(Given passage)
--------
Community Soup Kitchen Project 01Lha is currently seeking funds to support the full operation of its Community Soup Kitchen initiative for the duration of one year and to support the development and implementation of a self-sustainability plan for the project.

High numbers of refugees living in poverty result in a large scale inability to buy nutritiously dense food. This contributes to increased incidences of chronic lifestyle diseases, such as type 2 diabetes, gastritis, liver cirrhosis, heart disease, and hypertension.

According to a 2009 Census, 44% of Tibetans living in Dharamsala and surrounding settlements suffer from one of these chronic lifestyle diseases.

The Lha Community Soup Kitchen aims to alleviate cases of malnutrition in Dharamsala by offering nutritious, low-cost or free meals to 40-50 Tibetan refugees daily. So far 451 needy people have benefited from the Soup kitchen project in the last eight years since its inception.

In addition, Lha will empower refugees to make healthy choices about the food they eat by offering nutrition education classes at the soup kitchen.

Furthermore, by starting a job training program to assist refugees in obtaining employment in the service or restaurant sector, Lha will simultaneously combat unemployment in this community.
--------
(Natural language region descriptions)
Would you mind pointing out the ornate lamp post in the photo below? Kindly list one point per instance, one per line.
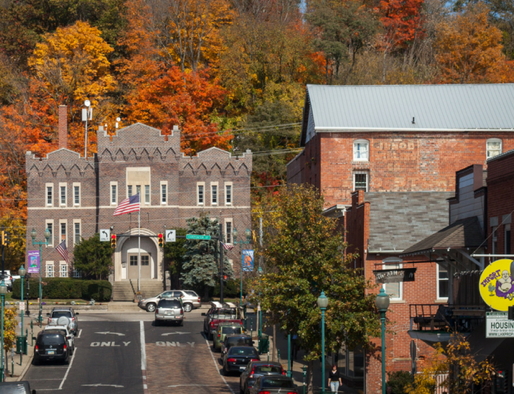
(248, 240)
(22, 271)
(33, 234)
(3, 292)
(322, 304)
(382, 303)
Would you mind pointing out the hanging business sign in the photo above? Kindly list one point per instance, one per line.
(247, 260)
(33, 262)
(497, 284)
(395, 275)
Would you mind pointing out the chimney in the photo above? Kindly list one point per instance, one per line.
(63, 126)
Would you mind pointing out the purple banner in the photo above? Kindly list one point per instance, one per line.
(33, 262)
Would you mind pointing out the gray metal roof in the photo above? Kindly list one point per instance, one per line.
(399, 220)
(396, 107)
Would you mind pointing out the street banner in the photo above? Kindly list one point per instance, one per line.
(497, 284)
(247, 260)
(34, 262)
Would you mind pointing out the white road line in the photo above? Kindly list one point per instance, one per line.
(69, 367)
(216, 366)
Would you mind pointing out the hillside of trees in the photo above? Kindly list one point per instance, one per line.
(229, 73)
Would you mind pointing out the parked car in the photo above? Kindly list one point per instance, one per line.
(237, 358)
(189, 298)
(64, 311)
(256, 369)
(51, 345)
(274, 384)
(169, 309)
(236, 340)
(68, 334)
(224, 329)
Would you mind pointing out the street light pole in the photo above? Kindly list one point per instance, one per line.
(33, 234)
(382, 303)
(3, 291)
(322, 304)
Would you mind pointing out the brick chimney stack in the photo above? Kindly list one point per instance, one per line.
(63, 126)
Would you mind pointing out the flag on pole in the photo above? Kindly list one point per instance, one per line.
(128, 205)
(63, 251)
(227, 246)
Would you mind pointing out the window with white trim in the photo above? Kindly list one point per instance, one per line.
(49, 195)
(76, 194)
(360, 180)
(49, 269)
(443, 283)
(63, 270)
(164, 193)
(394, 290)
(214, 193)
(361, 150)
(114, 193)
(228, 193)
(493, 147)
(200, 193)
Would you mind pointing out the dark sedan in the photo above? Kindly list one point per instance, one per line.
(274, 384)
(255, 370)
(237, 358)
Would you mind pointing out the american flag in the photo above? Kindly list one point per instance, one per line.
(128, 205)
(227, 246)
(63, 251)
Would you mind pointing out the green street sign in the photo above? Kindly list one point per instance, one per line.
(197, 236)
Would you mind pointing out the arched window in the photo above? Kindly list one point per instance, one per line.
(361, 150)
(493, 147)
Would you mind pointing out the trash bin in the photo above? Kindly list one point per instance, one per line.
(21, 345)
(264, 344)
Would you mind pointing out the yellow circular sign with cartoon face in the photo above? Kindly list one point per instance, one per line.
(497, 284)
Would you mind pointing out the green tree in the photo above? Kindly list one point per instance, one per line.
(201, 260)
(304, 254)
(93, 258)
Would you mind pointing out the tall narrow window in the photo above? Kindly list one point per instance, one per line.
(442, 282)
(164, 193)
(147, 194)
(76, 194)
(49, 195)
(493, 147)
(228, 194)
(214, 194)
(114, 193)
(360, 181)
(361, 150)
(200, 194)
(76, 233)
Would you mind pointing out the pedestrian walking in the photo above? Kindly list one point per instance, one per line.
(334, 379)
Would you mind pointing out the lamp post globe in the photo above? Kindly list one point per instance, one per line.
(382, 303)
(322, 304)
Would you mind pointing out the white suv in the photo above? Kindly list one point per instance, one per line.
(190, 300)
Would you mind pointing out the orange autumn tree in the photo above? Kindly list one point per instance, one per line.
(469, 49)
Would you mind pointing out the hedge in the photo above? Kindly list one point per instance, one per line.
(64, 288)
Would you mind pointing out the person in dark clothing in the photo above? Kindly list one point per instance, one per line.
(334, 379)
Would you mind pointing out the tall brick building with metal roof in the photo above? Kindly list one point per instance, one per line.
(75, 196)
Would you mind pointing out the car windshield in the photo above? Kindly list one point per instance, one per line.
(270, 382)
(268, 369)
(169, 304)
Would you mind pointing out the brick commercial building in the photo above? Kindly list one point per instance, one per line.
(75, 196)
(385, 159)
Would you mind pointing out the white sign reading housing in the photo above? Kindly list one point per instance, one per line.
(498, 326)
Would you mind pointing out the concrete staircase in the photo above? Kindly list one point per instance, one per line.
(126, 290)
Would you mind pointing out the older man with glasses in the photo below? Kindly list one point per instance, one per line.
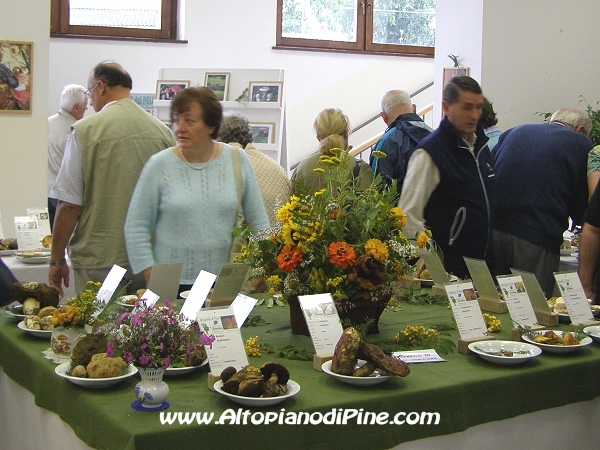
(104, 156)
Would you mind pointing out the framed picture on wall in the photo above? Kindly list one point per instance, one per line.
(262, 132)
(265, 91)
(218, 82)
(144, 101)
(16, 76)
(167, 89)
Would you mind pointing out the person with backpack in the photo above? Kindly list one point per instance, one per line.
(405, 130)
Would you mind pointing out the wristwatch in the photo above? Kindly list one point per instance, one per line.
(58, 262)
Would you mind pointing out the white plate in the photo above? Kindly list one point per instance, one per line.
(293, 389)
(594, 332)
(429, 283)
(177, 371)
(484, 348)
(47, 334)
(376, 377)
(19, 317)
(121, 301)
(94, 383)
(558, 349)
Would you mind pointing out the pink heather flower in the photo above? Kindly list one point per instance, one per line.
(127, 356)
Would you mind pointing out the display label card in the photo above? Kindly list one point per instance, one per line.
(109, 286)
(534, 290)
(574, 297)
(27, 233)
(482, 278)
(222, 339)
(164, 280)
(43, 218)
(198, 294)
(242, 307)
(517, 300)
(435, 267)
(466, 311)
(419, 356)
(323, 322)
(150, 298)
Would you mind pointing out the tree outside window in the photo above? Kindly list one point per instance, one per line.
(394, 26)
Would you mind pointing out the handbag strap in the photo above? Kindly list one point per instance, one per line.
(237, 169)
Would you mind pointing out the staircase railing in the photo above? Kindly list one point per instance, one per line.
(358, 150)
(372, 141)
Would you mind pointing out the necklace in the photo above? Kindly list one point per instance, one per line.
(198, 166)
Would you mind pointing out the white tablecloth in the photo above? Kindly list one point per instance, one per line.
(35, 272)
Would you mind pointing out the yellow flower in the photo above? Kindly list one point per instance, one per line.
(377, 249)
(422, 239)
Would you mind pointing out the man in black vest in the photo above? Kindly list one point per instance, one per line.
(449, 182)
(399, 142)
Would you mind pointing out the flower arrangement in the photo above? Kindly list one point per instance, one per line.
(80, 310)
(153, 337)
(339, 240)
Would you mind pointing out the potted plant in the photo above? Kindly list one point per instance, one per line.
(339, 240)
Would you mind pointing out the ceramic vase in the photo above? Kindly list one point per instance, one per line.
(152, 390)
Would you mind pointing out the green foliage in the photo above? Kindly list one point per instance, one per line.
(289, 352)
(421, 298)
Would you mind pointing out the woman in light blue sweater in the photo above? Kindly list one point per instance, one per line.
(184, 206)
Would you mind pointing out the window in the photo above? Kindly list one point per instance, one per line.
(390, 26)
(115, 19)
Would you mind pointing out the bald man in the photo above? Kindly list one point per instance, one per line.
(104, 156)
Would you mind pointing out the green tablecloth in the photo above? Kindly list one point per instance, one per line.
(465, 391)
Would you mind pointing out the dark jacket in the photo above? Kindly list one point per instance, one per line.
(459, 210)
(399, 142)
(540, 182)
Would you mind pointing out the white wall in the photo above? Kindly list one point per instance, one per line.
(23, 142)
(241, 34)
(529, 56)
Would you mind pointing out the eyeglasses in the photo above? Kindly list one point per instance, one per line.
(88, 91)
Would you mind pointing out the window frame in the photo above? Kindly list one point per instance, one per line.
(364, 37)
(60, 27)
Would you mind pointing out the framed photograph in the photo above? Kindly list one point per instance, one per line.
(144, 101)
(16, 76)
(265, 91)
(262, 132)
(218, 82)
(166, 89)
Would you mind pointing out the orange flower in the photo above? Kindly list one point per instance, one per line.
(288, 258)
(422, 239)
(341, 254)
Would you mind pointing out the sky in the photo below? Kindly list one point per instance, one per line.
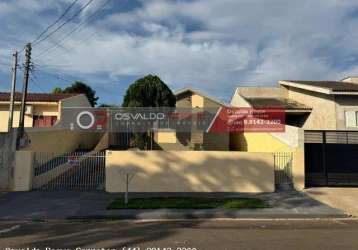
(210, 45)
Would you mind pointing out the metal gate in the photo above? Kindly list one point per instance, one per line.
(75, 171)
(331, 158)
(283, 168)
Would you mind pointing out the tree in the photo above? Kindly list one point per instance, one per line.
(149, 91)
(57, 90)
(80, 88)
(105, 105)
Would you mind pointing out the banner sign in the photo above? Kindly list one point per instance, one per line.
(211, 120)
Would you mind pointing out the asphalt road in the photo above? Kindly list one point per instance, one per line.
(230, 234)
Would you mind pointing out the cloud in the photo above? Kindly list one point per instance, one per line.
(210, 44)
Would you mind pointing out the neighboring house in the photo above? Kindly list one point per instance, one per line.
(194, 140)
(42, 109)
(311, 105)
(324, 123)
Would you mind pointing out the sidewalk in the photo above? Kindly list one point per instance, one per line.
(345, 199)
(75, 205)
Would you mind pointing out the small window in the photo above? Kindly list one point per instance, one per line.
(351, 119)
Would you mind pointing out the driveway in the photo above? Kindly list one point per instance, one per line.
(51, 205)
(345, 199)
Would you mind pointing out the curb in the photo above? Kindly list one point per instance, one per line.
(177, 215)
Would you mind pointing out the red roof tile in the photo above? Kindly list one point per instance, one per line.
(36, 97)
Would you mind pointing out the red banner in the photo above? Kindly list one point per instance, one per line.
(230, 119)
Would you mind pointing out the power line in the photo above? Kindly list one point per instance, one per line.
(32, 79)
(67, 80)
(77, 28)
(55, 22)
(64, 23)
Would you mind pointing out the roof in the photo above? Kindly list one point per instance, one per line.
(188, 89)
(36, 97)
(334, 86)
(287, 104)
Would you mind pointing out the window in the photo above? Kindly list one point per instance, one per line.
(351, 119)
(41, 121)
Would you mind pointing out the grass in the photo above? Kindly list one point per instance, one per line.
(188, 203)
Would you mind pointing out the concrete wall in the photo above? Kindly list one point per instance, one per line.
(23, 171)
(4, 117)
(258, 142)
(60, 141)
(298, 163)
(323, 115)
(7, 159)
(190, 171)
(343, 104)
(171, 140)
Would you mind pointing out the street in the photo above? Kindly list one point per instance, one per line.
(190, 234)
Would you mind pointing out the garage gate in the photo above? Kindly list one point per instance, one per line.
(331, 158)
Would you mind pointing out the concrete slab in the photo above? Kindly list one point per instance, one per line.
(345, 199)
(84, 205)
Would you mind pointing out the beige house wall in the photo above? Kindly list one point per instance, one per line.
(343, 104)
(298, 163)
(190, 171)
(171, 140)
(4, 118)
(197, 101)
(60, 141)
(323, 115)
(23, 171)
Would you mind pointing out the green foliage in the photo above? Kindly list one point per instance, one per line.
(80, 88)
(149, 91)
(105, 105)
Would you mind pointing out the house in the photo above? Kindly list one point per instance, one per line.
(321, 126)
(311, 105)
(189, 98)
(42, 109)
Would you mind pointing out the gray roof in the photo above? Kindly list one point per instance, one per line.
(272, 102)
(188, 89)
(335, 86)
--------
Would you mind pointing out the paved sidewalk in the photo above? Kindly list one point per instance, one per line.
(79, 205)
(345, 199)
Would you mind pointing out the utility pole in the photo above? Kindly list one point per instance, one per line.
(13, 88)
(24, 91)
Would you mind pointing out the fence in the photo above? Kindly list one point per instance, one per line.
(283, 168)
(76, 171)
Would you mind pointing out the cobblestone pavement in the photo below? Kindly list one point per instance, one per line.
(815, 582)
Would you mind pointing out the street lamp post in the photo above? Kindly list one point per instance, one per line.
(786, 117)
--------
(Exercise tasks)
1/ Replace "funds" with "donations" in the soup kitchen passage and write out the part that begins at the words "Community Soup Kitchen Project" and stops after "for the project.".
2/ Extend the soup kitchen passage, picking up right after its final sentence.
The rows stand apart from the soup kitchen passage and are separate material.

(Answers provided)
1/
Community Soup Kitchen Project 01Lha is currently seeking donations to support the full operation of its Community Soup Kitchen initiative for the duration of one year and to support the development and implementation of a self-sustainability plan for the project.

2/
Community Soup Kitchen Project 02In June 2013 a survey of 47 users of the community soup kitchen was administered in order to assess the effectiveness of the services being provided. 46 of the 47 respondents identified as being unemployed and only 6 (13%) of those surveyed receive any kind of financial support from friends or family.

In a survey conducted in December 2014 by Lha volunteers on the effectiveness and use of Lha Community Soup Kitchen, nearly all of the users (96%) responded that the soup kitchen meals are beneficial to their health, and 87% said they come to the soup kitchen because of financial problem

In November 2016 one of our volunteers (Todd W Rawls, a survey sociologist) did an assessment survey on the project to enable us to look at ways of improving the service. According to his report 98% of the beneficiaries are satisfied with the quality, nutrition and variety of the food served at the Community Kitchen.

Therefore without the services of the soup kitchen, these people would be unable to afford healthy and nutritious food and would be forced to drink local tap water, adding to the health problems which many of them already face (51% of those surveyed identified as having existing health problems, often caused by poor quality food and water)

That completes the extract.